# [The exercise]
Starting at the line with "stone wall --all-instances" and ending after the line with "Provide the mask of every instance of the stone", copy those lines with "stone wall" swapped for "brick wall" and nothing else changed.

** start of Excerpted data **

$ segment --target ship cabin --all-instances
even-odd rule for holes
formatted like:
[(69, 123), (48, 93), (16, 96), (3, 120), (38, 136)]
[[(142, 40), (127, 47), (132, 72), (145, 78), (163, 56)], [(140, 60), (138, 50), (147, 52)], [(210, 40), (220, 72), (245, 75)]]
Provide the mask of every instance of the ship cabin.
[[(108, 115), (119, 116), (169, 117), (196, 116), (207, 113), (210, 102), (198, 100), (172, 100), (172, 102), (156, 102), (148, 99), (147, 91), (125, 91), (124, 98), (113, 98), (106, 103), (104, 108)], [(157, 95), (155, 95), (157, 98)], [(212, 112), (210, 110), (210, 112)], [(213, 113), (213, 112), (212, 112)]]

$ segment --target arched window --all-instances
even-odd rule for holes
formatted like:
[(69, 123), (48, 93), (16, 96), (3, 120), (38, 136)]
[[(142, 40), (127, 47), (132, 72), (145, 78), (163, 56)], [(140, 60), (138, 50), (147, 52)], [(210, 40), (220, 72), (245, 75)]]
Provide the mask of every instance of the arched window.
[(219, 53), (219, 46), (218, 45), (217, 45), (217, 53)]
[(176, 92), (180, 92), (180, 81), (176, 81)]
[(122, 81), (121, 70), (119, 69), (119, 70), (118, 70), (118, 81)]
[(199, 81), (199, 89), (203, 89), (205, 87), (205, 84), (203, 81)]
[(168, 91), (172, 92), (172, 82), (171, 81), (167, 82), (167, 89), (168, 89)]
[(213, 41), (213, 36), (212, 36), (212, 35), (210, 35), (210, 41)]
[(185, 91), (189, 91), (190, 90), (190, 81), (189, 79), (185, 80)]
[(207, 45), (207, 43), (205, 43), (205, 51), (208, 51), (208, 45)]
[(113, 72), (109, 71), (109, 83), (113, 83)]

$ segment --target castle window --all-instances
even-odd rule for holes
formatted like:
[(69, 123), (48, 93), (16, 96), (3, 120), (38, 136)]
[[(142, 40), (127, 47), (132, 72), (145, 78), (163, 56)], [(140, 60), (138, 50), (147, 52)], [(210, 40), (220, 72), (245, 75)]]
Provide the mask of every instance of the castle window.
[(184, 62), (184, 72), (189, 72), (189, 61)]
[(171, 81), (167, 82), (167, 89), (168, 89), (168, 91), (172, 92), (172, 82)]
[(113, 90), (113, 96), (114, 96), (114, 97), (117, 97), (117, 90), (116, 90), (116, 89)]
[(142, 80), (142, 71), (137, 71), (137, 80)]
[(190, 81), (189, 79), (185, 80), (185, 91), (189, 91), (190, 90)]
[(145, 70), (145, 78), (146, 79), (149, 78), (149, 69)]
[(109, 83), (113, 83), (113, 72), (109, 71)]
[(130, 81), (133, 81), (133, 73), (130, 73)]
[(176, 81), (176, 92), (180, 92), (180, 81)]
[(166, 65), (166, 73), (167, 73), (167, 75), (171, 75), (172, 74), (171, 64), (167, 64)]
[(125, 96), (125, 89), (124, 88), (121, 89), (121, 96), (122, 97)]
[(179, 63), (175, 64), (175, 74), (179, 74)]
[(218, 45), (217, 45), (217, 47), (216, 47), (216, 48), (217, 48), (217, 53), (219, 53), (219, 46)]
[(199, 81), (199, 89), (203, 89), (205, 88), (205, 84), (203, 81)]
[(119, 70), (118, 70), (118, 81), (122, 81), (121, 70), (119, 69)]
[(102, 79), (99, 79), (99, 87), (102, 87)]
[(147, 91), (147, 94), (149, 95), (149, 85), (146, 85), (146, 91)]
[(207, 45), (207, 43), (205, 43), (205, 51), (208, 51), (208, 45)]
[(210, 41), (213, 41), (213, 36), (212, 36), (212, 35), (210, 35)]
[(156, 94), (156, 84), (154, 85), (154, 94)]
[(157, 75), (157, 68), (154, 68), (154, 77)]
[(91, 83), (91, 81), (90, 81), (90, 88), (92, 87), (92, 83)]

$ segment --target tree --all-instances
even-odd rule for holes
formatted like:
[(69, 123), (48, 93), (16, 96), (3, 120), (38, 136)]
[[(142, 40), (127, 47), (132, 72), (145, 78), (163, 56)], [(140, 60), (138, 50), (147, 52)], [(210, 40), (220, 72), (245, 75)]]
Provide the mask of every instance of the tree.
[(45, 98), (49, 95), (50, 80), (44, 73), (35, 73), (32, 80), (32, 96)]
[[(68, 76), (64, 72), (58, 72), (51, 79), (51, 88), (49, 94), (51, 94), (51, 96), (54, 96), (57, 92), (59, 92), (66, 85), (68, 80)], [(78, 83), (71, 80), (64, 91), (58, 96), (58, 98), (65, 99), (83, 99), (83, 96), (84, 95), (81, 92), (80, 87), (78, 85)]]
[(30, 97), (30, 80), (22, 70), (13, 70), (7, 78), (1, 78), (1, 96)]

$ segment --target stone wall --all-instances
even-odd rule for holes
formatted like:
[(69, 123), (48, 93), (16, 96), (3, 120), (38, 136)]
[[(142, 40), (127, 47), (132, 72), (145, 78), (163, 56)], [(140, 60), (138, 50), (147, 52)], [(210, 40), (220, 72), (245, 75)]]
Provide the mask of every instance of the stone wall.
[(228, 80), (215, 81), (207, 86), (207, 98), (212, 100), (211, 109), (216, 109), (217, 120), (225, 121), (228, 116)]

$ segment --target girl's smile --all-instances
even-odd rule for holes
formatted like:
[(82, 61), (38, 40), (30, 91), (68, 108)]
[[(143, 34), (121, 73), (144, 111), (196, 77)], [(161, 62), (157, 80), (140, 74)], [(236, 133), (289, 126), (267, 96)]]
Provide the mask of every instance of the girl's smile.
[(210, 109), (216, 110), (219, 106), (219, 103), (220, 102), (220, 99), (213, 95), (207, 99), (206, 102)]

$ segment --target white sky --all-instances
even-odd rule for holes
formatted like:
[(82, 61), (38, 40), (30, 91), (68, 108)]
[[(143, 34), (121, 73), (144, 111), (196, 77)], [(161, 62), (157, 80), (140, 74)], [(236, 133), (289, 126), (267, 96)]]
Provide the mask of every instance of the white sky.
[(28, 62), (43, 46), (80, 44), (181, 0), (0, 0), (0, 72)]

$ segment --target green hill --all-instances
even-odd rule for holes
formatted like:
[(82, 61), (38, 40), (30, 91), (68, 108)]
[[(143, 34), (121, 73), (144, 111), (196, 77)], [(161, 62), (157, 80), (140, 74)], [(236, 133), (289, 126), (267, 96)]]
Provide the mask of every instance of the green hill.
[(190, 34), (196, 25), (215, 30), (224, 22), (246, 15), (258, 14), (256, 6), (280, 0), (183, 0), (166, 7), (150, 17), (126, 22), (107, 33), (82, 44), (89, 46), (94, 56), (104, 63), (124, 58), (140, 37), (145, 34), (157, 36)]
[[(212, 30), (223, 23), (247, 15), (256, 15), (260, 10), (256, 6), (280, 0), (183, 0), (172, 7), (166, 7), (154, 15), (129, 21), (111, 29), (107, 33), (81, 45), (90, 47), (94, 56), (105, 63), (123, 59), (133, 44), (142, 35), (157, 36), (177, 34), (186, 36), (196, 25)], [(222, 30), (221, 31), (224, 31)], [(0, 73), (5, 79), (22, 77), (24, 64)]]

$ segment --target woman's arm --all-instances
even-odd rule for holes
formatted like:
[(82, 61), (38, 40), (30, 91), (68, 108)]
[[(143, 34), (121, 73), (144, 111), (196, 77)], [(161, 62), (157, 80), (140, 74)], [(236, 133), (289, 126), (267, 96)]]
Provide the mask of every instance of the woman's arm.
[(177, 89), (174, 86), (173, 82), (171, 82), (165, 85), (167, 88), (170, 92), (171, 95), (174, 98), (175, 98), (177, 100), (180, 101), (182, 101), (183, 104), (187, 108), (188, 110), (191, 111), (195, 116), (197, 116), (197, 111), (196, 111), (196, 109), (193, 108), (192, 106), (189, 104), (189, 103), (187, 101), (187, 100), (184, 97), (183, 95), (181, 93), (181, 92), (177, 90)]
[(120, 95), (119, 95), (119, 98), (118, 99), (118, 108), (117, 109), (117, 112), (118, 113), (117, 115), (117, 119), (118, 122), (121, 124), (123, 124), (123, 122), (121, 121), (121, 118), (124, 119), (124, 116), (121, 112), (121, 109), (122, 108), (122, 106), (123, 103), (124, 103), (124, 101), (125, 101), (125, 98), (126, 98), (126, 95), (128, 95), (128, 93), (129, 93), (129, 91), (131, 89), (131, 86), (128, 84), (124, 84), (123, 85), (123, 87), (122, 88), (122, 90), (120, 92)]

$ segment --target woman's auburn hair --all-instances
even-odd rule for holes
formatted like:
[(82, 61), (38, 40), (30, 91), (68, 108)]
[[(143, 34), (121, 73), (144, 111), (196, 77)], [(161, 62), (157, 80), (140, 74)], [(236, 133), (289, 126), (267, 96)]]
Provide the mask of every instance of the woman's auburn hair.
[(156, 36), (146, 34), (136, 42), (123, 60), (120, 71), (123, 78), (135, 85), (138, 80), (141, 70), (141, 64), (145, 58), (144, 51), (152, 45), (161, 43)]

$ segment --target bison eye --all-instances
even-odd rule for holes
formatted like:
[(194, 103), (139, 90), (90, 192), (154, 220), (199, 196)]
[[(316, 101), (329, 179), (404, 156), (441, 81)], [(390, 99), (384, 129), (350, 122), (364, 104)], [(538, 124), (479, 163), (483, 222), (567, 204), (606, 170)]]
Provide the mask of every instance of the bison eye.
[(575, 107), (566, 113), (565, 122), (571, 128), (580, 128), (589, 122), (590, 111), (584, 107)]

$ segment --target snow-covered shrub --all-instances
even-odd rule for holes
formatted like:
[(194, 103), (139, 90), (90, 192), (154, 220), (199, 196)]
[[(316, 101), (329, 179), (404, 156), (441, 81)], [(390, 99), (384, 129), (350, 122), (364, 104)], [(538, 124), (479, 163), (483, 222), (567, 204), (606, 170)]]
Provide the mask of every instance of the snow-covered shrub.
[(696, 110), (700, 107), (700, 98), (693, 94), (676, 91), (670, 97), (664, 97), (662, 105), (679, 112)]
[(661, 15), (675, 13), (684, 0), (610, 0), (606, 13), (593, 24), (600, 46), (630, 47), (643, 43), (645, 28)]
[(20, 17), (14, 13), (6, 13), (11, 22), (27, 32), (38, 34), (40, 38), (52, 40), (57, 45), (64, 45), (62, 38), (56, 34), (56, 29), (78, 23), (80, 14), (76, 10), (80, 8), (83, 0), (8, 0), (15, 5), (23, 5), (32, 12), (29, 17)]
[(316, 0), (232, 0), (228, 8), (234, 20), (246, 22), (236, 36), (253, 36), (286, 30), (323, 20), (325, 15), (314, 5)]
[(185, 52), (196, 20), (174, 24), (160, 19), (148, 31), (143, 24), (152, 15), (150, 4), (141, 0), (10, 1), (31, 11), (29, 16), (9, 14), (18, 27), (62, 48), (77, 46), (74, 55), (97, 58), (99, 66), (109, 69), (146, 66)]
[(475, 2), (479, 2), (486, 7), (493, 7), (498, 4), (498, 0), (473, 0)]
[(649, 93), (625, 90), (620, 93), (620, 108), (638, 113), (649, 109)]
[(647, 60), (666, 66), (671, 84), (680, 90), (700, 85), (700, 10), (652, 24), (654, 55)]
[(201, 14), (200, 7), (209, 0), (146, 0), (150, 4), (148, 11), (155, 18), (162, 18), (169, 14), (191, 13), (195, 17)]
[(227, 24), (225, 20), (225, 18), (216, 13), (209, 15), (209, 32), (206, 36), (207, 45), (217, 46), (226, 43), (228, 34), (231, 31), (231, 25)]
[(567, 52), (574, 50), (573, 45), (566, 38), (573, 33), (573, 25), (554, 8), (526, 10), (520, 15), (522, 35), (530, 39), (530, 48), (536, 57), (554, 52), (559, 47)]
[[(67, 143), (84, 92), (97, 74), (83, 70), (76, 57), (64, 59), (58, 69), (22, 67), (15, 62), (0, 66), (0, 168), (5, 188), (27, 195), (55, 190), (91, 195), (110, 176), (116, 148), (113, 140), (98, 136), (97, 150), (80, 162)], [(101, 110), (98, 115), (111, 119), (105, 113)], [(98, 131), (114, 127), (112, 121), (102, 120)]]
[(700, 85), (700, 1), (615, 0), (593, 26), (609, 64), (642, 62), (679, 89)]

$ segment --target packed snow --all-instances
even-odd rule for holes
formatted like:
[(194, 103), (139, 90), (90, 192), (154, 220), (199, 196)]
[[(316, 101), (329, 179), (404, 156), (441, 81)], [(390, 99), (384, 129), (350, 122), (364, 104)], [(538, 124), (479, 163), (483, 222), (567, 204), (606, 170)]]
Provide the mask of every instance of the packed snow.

** end of Excerpted data **

# [Answer below]
$ segment --target brick wall --all-instances
even-odd rule for holes
formatted like:
[(69, 123), (48, 93), (16, 96), (3, 120), (38, 136)]
[[(142, 40), (127, 47), (132, 72), (145, 78), (163, 56)], [(140, 60), (138, 50), (147, 52)], [(210, 40), (220, 72), (245, 75)]]
Provide the mask of every instance of the brick wall.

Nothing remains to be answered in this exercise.